What to do: Some of the lines below need repeating. Reproduce exactly those between the lines holding "object_query: knee" and "object_query: second child", inclusive.

▬▬▬

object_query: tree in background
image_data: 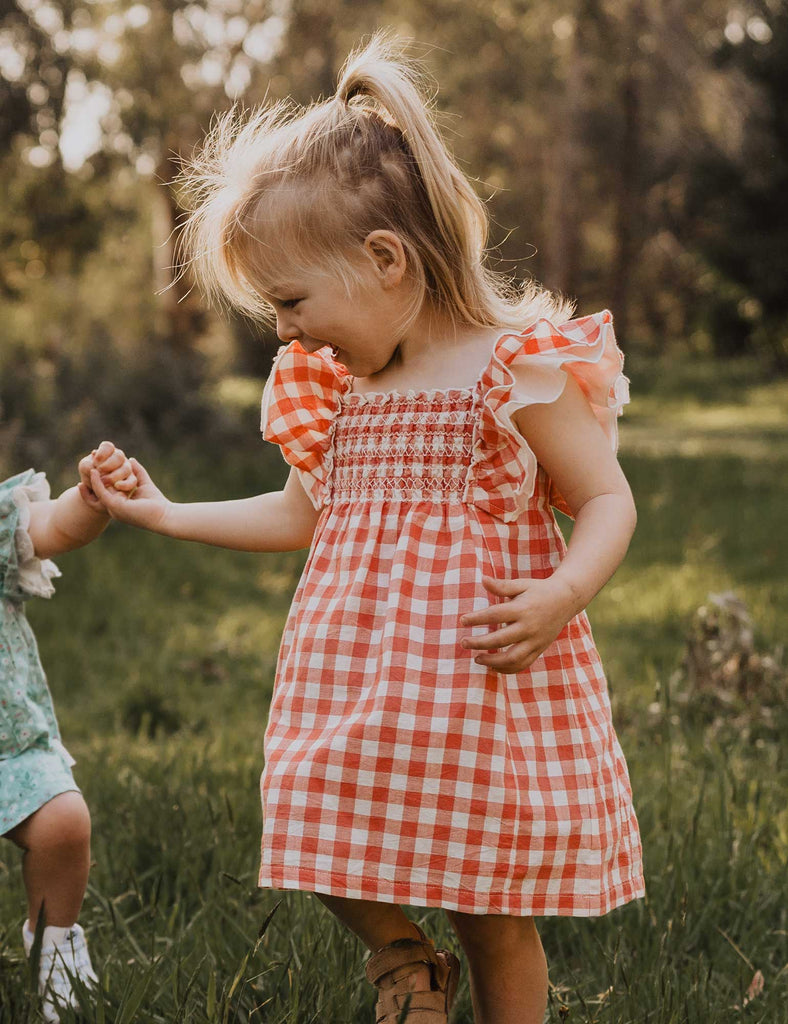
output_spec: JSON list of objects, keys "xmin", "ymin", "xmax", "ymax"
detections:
[
  {"xmin": 683, "ymin": 1, "xmax": 788, "ymax": 366},
  {"xmin": 1, "ymin": 0, "xmax": 786, "ymax": 473}
]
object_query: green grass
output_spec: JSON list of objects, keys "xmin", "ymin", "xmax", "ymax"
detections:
[{"xmin": 2, "ymin": 356, "xmax": 787, "ymax": 1022}]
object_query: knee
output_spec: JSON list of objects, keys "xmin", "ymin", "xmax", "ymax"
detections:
[
  {"xmin": 446, "ymin": 910, "xmax": 540, "ymax": 958},
  {"xmin": 30, "ymin": 793, "xmax": 92, "ymax": 855}
]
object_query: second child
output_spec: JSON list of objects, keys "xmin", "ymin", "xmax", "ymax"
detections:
[{"xmin": 1, "ymin": 443, "xmax": 136, "ymax": 1021}]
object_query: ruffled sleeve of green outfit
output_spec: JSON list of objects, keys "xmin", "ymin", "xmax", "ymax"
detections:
[{"xmin": 1, "ymin": 470, "xmax": 79, "ymax": 836}]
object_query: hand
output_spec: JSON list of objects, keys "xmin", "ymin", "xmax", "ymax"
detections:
[
  {"xmin": 88, "ymin": 457, "xmax": 171, "ymax": 534},
  {"xmin": 78, "ymin": 441, "xmax": 137, "ymax": 514},
  {"xmin": 460, "ymin": 575, "xmax": 579, "ymax": 674}
]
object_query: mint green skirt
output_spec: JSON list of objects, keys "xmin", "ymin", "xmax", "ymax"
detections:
[{"xmin": 0, "ymin": 742, "xmax": 80, "ymax": 835}]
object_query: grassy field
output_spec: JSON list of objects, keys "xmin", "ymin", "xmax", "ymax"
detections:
[{"xmin": 1, "ymin": 357, "xmax": 787, "ymax": 1022}]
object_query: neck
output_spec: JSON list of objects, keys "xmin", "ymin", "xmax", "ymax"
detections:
[
  {"xmin": 361, "ymin": 303, "xmax": 502, "ymax": 394},
  {"xmin": 397, "ymin": 303, "xmax": 487, "ymax": 364}
]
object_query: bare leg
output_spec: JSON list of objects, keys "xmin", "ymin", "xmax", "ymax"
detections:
[
  {"xmin": 6, "ymin": 792, "xmax": 91, "ymax": 928},
  {"xmin": 313, "ymin": 892, "xmax": 423, "ymax": 950},
  {"xmin": 446, "ymin": 911, "xmax": 548, "ymax": 1024}
]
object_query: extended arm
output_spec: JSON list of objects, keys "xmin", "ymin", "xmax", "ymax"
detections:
[
  {"xmin": 461, "ymin": 373, "xmax": 636, "ymax": 672},
  {"xmin": 91, "ymin": 459, "xmax": 320, "ymax": 553}
]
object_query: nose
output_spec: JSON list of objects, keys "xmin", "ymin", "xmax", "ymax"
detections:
[{"xmin": 275, "ymin": 314, "xmax": 299, "ymax": 343}]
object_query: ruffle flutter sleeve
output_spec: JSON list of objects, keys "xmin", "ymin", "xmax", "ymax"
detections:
[
  {"xmin": 0, "ymin": 470, "xmax": 61, "ymax": 601},
  {"xmin": 466, "ymin": 310, "xmax": 629, "ymax": 521},
  {"xmin": 260, "ymin": 342, "xmax": 348, "ymax": 509}
]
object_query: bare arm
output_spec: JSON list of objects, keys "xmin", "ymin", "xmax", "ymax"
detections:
[
  {"xmin": 91, "ymin": 459, "xmax": 320, "ymax": 552},
  {"xmin": 27, "ymin": 486, "xmax": 110, "ymax": 559},
  {"xmin": 461, "ymin": 373, "xmax": 636, "ymax": 672},
  {"xmin": 520, "ymin": 373, "xmax": 636, "ymax": 615}
]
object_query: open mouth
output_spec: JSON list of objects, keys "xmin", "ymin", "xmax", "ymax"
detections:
[{"xmin": 330, "ymin": 345, "xmax": 340, "ymax": 359}]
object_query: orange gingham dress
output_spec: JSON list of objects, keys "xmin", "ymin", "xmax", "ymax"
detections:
[{"xmin": 258, "ymin": 310, "xmax": 644, "ymax": 916}]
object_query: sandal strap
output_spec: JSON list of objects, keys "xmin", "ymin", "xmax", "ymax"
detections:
[
  {"xmin": 365, "ymin": 937, "xmax": 440, "ymax": 987},
  {"xmin": 377, "ymin": 986, "xmax": 448, "ymax": 1016},
  {"xmin": 366, "ymin": 927, "xmax": 460, "ymax": 1023}
]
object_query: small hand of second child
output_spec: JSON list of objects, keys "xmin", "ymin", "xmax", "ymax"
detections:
[
  {"xmin": 460, "ymin": 575, "xmax": 580, "ymax": 674},
  {"xmin": 78, "ymin": 441, "xmax": 137, "ymax": 514}
]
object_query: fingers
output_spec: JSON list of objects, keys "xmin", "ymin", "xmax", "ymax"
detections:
[
  {"xmin": 91, "ymin": 442, "xmax": 137, "ymax": 490},
  {"xmin": 77, "ymin": 481, "xmax": 106, "ymax": 514},
  {"xmin": 113, "ymin": 472, "xmax": 138, "ymax": 493},
  {"xmin": 481, "ymin": 575, "xmax": 529, "ymax": 597},
  {"xmin": 128, "ymin": 458, "xmax": 153, "ymax": 488},
  {"xmin": 89, "ymin": 467, "xmax": 121, "ymax": 509},
  {"xmin": 461, "ymin": 622, "xmax": 524, "ymax": 651},
  {"xmin": 459, "ymin": 576, "xmax": 551, "ymax": 670},
  {"xmin": 93, "ymin": 443, "xmax": 125, "ymax": 475},
  {"xmin": 472, "ymin": 640, "xmax": 543, "ymax": 674},
  {"xmin": 93, "ymin": 440, "xmax": 115, "ymax": 461},
  {"xmin": 460, "ymin": 579, "xmax": 531, "ymax": 629},
  {"xmin": 461, "ymin": 604, "xmax": 521, "ymax": 629}
]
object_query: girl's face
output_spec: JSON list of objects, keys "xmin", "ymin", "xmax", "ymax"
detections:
[{"xmin": 259, "ymin": 235, "xmax": 414, "ymax": 379}]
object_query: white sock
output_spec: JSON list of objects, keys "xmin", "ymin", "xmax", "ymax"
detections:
[{"xmin": 23, "ymin": 920, "xmax": 76, "ymax": 949}]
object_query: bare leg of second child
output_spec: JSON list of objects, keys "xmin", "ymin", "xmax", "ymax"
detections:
[
  {"xmin": 446, "ymin": 910, "xmax": 548, "ymax": 1024},
  {"xmin": 7, "ymin": 792, "xmax": 92, "ymax": 928},
  {"xmin": 7, "ymin": 792, "xmax": 97, "ymax": 1021}
]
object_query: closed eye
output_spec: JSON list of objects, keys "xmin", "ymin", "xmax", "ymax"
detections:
[{"xmin": 280, "ymin": 298, "xmax": 303, "ymax": 309}]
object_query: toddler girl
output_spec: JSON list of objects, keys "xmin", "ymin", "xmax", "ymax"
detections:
[
  {"xmin": 91, "ymin": 35, "xmax": 644, "ymax": 1024},
  {"xmin": 1, "ymin": 443, "xmax": 136, "ymax": 1021}
]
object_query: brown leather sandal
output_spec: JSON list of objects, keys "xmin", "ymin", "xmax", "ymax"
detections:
[{"xmin": 365, "ymin": 924, "xmax": 460, "ymax": 1023}]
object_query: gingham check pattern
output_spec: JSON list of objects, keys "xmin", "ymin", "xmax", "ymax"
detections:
[{"xmin": 259, "ymin": 311, "xmax": 644, "ymax": 916}]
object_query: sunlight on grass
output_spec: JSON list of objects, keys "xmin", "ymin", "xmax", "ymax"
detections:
[{"xmin": 622, "ymin": 367, "xmax": 788, "ymax": 460}]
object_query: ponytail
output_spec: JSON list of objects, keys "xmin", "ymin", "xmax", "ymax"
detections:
[{"xmin": 335, "ymin": 35, "xmax": 487, "ymax": 264}]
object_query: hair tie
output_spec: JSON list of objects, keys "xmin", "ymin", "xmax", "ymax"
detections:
[{"xmin": 340, "ymin": 83, "xmax": 364, "ymax": 105}]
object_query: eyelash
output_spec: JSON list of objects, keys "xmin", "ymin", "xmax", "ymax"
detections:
[{"xmin": 280, "ymin": 298, "xmax": 302, "ymax": 309}]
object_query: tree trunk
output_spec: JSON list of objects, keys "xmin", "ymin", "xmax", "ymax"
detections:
[
  {"xmin": 153, "ymin": 143, "xmax": 206, "ymax": 348},
  {"xmin": 610, "ymin": 1, "xmax": 645, "ymax": 342},
  {"xmin": 543, "ymin": 23, "xmax": 585, "ymax": 298}
]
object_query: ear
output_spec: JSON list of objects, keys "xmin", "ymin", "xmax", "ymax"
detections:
[{"xmin": 362, "ymin": 230, "xmax": 407, "ymax": 288}]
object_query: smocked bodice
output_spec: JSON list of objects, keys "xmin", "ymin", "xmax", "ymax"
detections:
[
  {"xmin": 330, "ymin": 390, "xmax": 478, "ymax": 504},
  {"xmin": 260, "ymin": 310, "xmax": 628, "ymax": 522}
]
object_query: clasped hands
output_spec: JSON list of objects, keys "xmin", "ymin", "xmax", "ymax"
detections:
[
  {"xmin": 78, "ymin": 441, "xmax": 136, "ymax": 512},
  {"xmin": 78, "ymin": 441, "xmax": 168, "ymax": 531}
]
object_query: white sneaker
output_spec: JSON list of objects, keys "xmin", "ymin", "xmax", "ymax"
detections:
[{"xmin": 23, "ymin": 921, "xmax": 98, "ymax": 1022}]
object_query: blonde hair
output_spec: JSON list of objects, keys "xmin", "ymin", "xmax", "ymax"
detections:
[{"xmin": 177, "ymin": 32, "xmax": 573, "ymax": 332}]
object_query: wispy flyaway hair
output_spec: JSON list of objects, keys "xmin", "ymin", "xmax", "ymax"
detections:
[{"xmin": 177, "ymin": 32, "xmax": 573, "ymax": 330}]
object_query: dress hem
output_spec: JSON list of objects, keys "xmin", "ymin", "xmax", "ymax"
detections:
[
  {"xmin": 1, "ymin": 778, "xmax": 81, "ymax": 836},
  {"xmin": 258, "ymin": 867, "xmax": 646, "ymax": 918}
]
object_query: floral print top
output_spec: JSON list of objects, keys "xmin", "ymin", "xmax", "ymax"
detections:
[{"xmin": 0, "ymin": 470, "xmax": 63, "ymax": 758}]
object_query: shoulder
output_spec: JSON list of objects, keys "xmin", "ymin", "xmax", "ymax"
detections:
[
  {"xmin": 0, "ymin": 471, "xmax": 60, "ymax": 600},
  {"xmin": 259, "ymin": 343, "xmax": 349, "ymax": 511},
  {"xmin": 261, "ymin": 342, "xmax": 349, "ymax": 442}
]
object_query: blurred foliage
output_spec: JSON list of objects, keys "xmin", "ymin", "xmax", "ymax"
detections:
[{"xmin": 1, "ymin": 0, "xmax": 787, "ymax": 470}]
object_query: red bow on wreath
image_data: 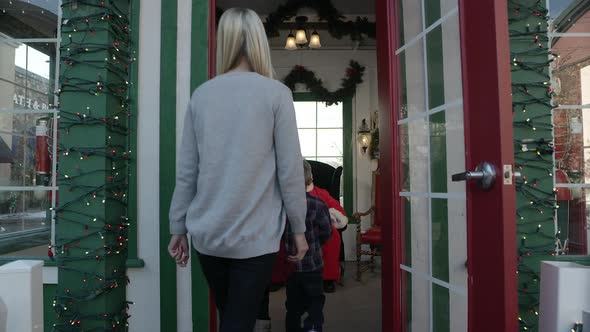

▬▬▬

Solution to this problem:
object_query: knee
output_spec: JSON list of objects, keys "xmin", "ymin", "xmax", "ymax"
detections:
[
  {"xmin": 446, "ymin": 910, "xmax": 540, "ymax": 958},
  {"xmin": 30, "ymin": 793, "xmax": 92, "ymax": 855}
]
object_query: second child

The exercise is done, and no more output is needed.